Will you give every entry again exactly as it stands?

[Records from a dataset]
%%

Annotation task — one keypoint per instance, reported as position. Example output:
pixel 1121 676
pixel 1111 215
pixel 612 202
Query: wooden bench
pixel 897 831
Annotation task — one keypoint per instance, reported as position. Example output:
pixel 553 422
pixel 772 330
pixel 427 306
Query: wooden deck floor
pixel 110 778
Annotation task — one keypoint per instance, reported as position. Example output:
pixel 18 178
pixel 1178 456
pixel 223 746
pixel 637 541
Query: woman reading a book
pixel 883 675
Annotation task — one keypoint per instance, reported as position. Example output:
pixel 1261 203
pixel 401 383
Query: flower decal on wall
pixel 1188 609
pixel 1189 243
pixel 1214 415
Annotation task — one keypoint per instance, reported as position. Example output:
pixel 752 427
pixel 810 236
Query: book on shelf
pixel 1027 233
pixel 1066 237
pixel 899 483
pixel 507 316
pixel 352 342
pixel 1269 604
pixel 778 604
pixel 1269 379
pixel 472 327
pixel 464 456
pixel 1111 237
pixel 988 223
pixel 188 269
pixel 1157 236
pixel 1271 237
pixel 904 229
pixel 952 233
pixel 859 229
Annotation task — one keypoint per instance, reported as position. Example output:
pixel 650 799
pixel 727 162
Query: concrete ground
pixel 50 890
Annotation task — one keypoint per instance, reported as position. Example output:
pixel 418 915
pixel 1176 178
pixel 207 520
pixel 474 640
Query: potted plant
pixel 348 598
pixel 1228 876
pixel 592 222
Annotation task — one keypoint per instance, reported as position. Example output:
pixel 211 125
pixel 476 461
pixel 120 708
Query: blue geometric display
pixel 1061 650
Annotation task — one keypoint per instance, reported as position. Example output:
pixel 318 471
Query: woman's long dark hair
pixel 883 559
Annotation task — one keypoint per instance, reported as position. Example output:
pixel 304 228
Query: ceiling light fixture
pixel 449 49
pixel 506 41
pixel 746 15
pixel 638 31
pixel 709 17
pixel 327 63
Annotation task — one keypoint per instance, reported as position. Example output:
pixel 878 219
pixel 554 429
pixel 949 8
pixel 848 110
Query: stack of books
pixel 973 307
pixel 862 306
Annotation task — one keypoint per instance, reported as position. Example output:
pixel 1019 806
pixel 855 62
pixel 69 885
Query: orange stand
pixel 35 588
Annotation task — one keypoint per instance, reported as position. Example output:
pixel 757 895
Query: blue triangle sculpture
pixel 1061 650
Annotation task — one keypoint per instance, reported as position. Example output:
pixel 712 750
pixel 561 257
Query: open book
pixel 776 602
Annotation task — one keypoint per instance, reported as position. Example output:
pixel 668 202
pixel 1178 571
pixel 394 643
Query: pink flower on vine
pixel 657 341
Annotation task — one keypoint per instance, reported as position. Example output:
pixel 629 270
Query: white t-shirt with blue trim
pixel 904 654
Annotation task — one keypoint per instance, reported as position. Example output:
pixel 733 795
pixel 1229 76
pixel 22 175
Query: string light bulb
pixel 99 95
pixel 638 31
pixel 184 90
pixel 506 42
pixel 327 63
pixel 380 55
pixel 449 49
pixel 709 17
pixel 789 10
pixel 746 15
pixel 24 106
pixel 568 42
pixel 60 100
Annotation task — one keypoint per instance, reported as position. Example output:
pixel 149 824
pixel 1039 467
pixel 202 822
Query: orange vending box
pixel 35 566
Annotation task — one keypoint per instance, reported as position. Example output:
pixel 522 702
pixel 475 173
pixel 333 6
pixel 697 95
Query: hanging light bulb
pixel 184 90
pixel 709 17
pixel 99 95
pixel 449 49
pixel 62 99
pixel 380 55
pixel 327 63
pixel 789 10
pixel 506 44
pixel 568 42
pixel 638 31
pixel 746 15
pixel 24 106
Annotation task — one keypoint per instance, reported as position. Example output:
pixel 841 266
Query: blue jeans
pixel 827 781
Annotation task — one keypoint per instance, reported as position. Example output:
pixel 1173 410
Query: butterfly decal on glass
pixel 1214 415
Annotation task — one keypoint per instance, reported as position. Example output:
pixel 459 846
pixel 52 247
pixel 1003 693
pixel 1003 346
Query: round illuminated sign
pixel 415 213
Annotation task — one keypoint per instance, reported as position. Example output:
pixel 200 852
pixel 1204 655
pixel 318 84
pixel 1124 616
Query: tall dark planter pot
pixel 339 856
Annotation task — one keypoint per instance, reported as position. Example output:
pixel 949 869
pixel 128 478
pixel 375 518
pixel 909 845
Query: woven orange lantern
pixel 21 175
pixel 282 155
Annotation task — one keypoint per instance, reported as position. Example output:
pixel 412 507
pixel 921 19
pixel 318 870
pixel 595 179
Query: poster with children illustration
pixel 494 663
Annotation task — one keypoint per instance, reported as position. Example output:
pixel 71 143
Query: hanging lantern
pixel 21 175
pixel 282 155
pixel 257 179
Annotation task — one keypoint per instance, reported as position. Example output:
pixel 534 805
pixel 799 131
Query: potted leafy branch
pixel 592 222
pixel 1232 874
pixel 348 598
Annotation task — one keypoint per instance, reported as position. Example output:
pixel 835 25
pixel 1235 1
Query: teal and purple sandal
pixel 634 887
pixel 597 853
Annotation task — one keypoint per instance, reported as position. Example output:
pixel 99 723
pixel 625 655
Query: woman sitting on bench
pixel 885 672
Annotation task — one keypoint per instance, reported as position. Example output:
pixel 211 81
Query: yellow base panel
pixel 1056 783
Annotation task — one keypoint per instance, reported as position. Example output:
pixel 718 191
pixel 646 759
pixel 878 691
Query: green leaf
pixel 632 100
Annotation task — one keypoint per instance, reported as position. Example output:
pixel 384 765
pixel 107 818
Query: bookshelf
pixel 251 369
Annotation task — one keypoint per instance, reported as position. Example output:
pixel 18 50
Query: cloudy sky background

%%

**Solution to this task**.
Annotation task — one keypoint per instance, reported as position. Example output:
pixel 1121 676
pixel 1111 215
pixel 612 202
Query: wooden bench
pixel 897 831
Annotation task — one keypoint per instance, reported as position. Example output:
pixel 553 422
pixel 772 330
pixel 427 306
Query: wooden deck floor
pixel 110 778
Annotation task — one keypoint per instance, reported as position. Example output:
pixel 18 178
pixel 1178 456
pixel 223 746
pixel 637 541
Query: woman reading a book
pixel 883 675
Annotation task — one keypoint per instance, reported as position. Example output:
pixel 1261 203
pixel 401 383
Query: flower decal on wall
pixel 1188 609
pixel 1189 243
pixel 1214 415
Annotation task — one keypoint per instance, reported as position. Example output:
pixel 752 427
pixel 810 236
Query: book on shelf
pixel 1027 233
pixel 1066 237
pixel 899 483
pixel 507 316
pixel 352 342
pixel 1269 604
pixel 778 604
pixel 1269 379
pixel 472 327
pixel 464 456
pixel 1111 237
pixel 988 223
pixel 188 269
pixel 1157 236
pixel 1271 237
pixel 904 229
pixel 952 233
pixel 859 229
Annotation task — one keypoint per instance, reported as position. Example output:
pixel 650 799
pixel 727 162
Query: concrete ground
pixel 50 890
Annotation task — one keypoint per instance, reported as position. Example output:
pixel 418 915
pixel 1176 178
pixel 207 520
pixel 474 640
Query: potted plant
pixel 348 598
pixel 1228 876
pixel 592 222
Annotation task — one keypoint per instance, reported as position. Example output:
pixel 211 125
pixel 476 461
pixel 120 708
Query: blue geometric display
pixel 1061 650
Annotation task — one keypoint per instance, reported as position. Example output:
pixel 318 471
Query: woman's long dark hair
pixel 883 559
Annotation task — one keypoint per instance, reported as position. Example output:
pixel 304 228
Query: ceiling light fixture
pixel 449 49
pixel 506 41
pixel 746 15
pixel 638 31
pixel 709 17
pixel 327 63
Annotation task — one keypoint per instance, reported as position. Example output:
pixel 878 219
pixel 554 429
pixel 949 8
pixel 848 110
Query: stack of books
pixel 973 307
pixel 862 306
Annotation task — one keypoint per instance, reported as position. Example output:
pixel 1019 806
pixel 855 62
pixel 69 885
Query: orange stand
pixel 35 588
Annotation task — one keypoint per instance, reported as position. Example output:
pixel 757 895
Query: blue triangle sculpture
pixel 1061 650
Annotation task — one keypoint per instance, reported as position. Example output:
pixel 712 750
pixel 561 257
Query: open book
pixel 776 602
Annotation task — one keypoint per instance, reported as position. Example output:
pixel 668 202
pixel 1178 571
pixel 394 643
Query: pink flower on vine
pixel 657 341
Annotation task — one keypoint per instance, reported as position. Example output:
pixel 629 270
Query: white t-shirt with blue trim
pixel 904 654
Annotation task — one keypoint per instance, reported as position. Example output:
pixel 733 795
pixel 1229 76
pixel 22 175
Query: string light bulb
pixel 99 95
pixel 638 31
pixel 184 90
pixel 506 42
pixel 327 63
pixel 380 55
pixel 449 49
pixel 709 17
pixel 789 10
pixel 746 15
pixel 24 106
pixel 568 42
pixel 60 100
Annotation task — one keypoint per instance, reported as position. Example output:
pixel 149 824
pixel 1039 467
pixel 202 822
Query: orange vending box
pixel 35 566
Annotation task — one keypoint per instance, reported as position. Example output:
pixel 522 702
pixel 475 173
pixel 333 6
pixel 697 95
Query: hanging light bulb
pixel 184 90
pixel 709 17
pixel 99 95
pixel 449 49
pixel 62 99
pixel 380 55
pixel 327 63
pixel 789 10
pixel 506 44
pixel 568 42
pixel 638 31
pixel 746 15
pixel 24 106
Annotation task — one keypoint per instance, reported as position. Example output:
pixel 841 266
Query: blue jeans
pixel 827 781
Annotation task — one keypoint per instance, reported as position. Example output:
pixel 1173 410
Query: butterfly decal on glass
pixel 1214 415
Annotation task — one keypoint per instance, reported as position. Example output:
pixel 459 846
pixel 52 247
pixel 1003 693
pixel 1003 346
Query: round illuminated sign
pixel 415 213
Annotation task — one keypoint per instance, reported as position. Example output:
pixel 200 852
pixel 1204 655
pixel 318 84
pixel 1124 616
Query: tall dark planter pot
pixel 339 856
Annotation task — one keypoint per instance, reported as position. Example output:
pixel 949 869
pixel 128 478
pixel 375 518
pixel 909 845
Query: woven orange lantern
pixel 21 175
pixel 282 155
Annotation task — one keypoint per instance, reported as position. Example output:
pixel 412 507
pixel 921 19
pixel 318 870
pixel 595 179
Query: poster with children illustration
pixel 494 663
Annotation task — one keypoint per instance, reported as position. Example output:
pixel 71 143
Query: hanging lantern
pixel 21 175
pixel 282 155
pixel 257 179
Annotation task — one keypoint per instance, reported as position. Example output:
pixel 534 805
pixel 799 131
Query: potted leafy branch
pixel 592 222
pixel 1232 874
pixel 348 598
Annotation task — one keypoint per instance, reported as position. Example output:
pixel 835 25
pixel 1235 1
Query: teal and purple sandal
pixel 634 887
pixel 597 853
Annotation task — one keypoint per instance, reported as position. Example output:
pixel 99 723
pixel 625 655
Query: woman sitting on bench
pixel 885 672
Annotation task — one keypoint per instance, reported as position. Example output:
pixel 211 81
Query: yellow base panel
pixel 1056 783
Annotation task — one keypoint per instance, reported as position. Example output:
pixel 718 191
pixel 646 759
pixel 878 691
Query: green leaf
pixel 632 100
Annotation task — one keypoint per instance, reported as position. Example output:
pixel 384 765
pixel 107 818
Query: bookshelf
pixel 251 369
Annotation task — one keypoint per instance, reported as position. Example output:
pixel 18 50
Query: cloudy sky background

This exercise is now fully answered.